Work instruction 1:
Answer these questions about the research profile:
(a) Since what year has the researcher been a Society in Science Fellow?
(b) At which department and university is the research located?
(c) What does the profile say remains unclear despite many molecular-level studies?
Work instruction 2:
Rewrite the research profile starting at "Details of Research" and ending at "applications in nano/bio-technology.", with "stresses" changed to "forces".
Work instruction 3:
What does the research profile say, in two sentences?

Text section:
..............................
Society in Science Fellow Since

2012

Research Category

Biomedical Engineering

Research Location

Department of Biomedical Engineering, Washington University in St. Louis, USA

Background

Nature presents fascinating examples of functional geometric structures, often driven by mechanical cues, with properties unparalleled by man-made materials. The study of mechanics and geometry of soft matter in various physical systems will not only foster quantitative understanding of the morphogenesis in plant and animal development, and self-assembly of DNA and nano-materials, but will also inspire novel design principles for programmable nanofabrication techniques and bio-mimetic devices with intelligent, functional responses to environmental stimuli.

Details of Research

Understanding the role of mechanical stresses and strains is key to deciphering morphogenesis and growth in biology. Although there have been many studies at the molecular level, it remains unclear how one-dimensional information coded in DNA translate into three-dimensional shapes.  The proposed study on DNA mechanics, morphogenesis, and bio-inspired technology involves the integration of mechanics and geometry albeit in physically different contexts. The progress of mechanics in these aspects will facilitate understanding of fundamental problems in mathematics, physics and biology, as well as advance technology of designing smart, bio-inspired materials and devices with wide applications in nano/bio-technology.
..............................
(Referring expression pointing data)
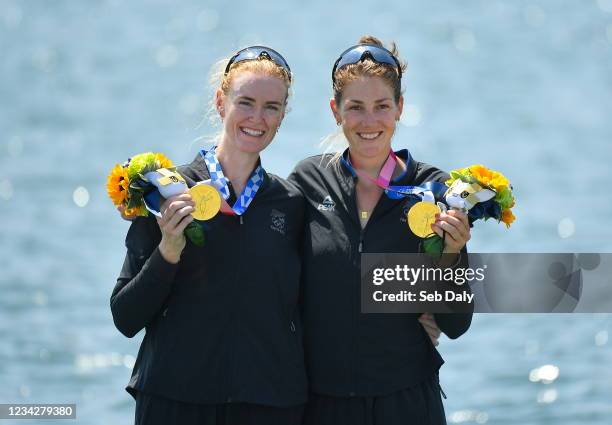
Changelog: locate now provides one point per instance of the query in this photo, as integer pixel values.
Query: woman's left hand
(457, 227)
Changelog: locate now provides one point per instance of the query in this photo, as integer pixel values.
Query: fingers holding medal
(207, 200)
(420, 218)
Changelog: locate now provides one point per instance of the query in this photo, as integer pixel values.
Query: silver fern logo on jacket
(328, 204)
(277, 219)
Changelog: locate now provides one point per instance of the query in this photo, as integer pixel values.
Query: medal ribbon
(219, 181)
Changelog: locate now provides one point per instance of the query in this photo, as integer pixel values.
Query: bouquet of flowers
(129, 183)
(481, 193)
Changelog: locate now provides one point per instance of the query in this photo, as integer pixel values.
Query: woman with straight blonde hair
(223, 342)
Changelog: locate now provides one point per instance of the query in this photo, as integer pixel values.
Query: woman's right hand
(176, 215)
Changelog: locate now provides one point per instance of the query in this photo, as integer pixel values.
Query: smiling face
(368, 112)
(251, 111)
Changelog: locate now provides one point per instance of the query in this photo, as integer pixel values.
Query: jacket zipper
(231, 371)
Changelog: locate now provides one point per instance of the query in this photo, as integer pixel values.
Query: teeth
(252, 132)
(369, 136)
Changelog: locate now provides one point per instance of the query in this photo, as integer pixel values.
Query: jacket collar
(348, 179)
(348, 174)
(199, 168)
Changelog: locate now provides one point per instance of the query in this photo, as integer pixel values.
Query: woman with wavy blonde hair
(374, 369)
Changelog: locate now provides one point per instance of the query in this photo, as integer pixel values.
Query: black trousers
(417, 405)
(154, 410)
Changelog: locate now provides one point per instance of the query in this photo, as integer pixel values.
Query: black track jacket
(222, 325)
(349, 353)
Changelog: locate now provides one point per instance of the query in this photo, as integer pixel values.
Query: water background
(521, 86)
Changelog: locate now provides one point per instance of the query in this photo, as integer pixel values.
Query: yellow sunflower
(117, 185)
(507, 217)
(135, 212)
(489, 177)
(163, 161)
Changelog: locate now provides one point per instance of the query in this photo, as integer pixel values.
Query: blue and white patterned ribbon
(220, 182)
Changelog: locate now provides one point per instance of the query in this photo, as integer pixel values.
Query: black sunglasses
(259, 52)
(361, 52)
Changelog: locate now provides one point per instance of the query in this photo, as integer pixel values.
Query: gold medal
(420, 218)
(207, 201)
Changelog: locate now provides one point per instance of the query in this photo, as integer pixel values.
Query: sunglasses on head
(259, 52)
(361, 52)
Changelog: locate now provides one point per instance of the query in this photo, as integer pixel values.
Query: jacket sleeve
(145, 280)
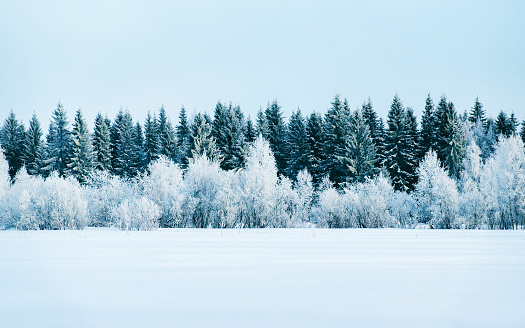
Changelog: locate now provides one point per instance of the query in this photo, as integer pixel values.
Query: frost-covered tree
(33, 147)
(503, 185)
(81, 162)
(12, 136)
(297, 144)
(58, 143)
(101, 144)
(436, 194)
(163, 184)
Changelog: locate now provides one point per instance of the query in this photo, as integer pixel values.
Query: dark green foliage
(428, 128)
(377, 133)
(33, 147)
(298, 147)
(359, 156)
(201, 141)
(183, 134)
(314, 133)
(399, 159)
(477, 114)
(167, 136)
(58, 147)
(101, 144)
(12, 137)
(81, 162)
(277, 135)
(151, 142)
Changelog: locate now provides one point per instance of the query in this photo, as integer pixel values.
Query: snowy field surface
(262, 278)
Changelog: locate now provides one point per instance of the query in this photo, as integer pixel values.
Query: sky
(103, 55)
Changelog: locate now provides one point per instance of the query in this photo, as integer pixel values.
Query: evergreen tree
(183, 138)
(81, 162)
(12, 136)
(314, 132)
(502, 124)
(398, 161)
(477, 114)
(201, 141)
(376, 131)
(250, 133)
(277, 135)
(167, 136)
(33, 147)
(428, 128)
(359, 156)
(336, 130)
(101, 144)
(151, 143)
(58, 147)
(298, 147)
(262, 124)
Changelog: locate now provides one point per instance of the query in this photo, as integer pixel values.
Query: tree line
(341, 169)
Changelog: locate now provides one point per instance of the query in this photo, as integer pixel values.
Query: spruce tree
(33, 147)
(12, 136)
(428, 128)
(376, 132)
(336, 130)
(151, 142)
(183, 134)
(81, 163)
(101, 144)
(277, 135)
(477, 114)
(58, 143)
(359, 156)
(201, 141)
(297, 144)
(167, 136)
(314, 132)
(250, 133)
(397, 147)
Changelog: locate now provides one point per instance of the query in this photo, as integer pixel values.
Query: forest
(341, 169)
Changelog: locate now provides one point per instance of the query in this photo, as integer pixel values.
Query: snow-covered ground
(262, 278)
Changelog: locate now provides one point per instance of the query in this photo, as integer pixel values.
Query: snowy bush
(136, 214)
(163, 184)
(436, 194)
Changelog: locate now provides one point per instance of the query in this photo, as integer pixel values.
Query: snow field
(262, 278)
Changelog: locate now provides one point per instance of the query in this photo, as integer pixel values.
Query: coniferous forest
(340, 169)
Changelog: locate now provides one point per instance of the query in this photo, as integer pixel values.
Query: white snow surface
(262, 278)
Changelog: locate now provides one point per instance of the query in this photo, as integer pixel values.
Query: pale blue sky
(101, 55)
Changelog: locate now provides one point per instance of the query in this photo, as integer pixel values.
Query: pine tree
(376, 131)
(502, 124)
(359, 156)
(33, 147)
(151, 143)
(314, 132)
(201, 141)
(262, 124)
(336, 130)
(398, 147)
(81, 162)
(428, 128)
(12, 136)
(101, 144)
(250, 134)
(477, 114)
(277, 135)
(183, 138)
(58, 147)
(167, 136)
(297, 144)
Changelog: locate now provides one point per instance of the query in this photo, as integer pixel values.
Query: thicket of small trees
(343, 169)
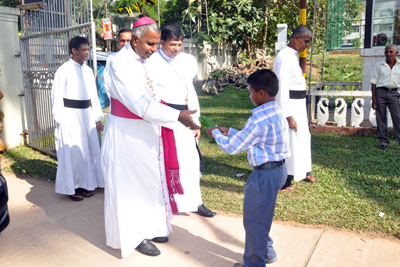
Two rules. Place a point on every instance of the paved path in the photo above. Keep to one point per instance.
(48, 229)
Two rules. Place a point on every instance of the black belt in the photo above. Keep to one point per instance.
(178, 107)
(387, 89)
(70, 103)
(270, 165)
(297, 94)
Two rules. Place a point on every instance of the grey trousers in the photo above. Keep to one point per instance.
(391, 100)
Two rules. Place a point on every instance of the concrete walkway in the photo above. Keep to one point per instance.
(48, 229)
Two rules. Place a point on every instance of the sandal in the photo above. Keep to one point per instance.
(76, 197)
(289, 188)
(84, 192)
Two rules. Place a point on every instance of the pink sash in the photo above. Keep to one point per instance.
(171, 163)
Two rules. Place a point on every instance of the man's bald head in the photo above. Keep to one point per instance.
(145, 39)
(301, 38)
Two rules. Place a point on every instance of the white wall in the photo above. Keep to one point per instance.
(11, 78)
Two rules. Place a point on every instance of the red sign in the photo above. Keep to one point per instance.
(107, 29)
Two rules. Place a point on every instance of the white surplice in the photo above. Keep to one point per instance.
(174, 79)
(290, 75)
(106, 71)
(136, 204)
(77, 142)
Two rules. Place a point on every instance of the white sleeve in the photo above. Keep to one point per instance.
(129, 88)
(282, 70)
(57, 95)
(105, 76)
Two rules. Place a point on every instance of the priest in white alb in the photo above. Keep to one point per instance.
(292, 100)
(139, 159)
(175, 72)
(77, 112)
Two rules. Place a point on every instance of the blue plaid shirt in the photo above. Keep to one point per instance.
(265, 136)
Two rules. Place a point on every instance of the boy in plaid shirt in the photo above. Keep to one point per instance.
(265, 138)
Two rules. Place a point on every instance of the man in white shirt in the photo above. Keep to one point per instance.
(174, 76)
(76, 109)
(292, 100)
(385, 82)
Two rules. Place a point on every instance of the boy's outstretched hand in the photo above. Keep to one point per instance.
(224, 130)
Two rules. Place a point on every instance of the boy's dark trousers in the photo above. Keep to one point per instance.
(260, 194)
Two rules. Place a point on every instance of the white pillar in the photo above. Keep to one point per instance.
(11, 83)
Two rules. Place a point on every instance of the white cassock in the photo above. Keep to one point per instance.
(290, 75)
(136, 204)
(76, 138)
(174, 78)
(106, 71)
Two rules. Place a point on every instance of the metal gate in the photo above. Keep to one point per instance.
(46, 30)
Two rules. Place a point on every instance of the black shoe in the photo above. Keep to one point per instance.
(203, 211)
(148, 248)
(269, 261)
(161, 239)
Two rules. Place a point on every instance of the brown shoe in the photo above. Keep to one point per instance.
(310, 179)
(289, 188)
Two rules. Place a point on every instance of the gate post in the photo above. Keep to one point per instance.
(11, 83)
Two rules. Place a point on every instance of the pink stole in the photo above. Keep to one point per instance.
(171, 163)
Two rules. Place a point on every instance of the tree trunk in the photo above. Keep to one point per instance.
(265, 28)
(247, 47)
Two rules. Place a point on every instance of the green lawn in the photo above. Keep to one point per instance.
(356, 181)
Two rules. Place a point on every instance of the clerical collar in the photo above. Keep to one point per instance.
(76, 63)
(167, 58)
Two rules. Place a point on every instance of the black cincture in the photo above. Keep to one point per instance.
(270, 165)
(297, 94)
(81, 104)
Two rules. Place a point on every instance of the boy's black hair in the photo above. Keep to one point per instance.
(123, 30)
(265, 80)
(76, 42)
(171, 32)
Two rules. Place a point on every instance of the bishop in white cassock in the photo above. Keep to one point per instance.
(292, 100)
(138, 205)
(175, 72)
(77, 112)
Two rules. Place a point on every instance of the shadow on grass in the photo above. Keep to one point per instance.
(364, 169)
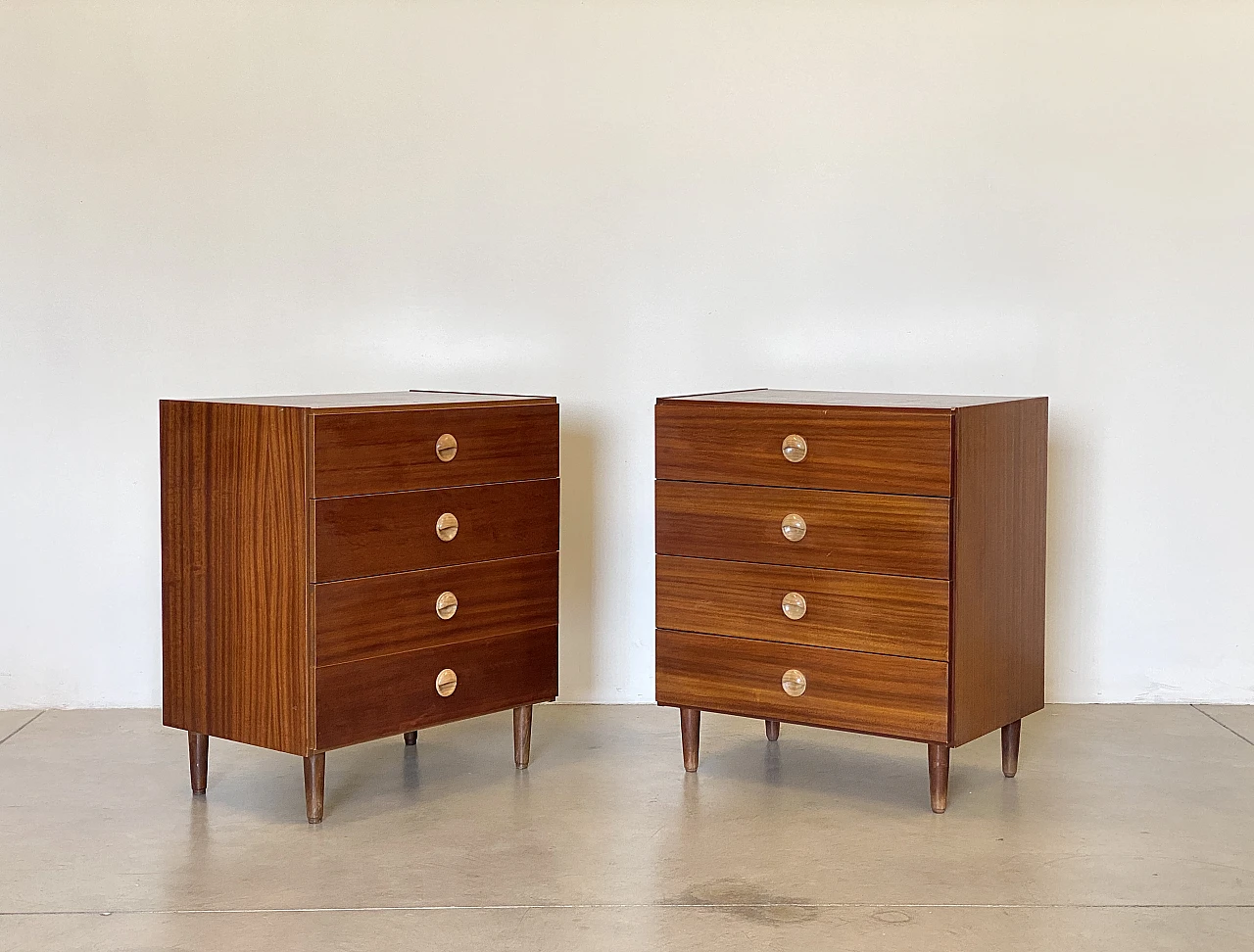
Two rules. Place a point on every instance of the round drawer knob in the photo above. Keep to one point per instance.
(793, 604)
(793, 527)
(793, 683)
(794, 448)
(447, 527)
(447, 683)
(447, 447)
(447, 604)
..............................
Problem solution 1:
(a) 2012
(b) The Department of Biomedical Engineering, Washington University in St. Louis, USA
(c) How one-dimensional information coded in DNA translates into three-dimensional shapes

Problem solution 2:
Details of Research

Understanding the role of mechanical forces and strains is key to deciphering morphogenesis and growth in biology. Although there have been many studies at the molecular level, it remains unclear how one-dimensional information coded in DNA translate into three-dimensional shapes.  The proposed study on DNA mechanics, morphogenesis, and bio-inspired technology involves the integration of mechanics and geometry albeit in physically different contexts. The progress of mechanics in these aspects will facilitate understanding of fundamental problems in mathematics, physics and biology, as well as advance technology of designing smart, bio-inspired materials and devices with wide applications in nano/bio-technology.

Problem solution 3:
Nature offers functional geometric structures, often shaped by mechanical cues, and studying the mechanics and geometry of soft matter can explain biological morphogenesis and DNA self-assembly while inspiring bio-mimetic design. The proposed research joins mechanics and geometry to study DNA mechanics, morphogenesis and bio-inspired technology, aiming to advance mathematics, physics and biology and to enable smart, bio-inspired materials and devices.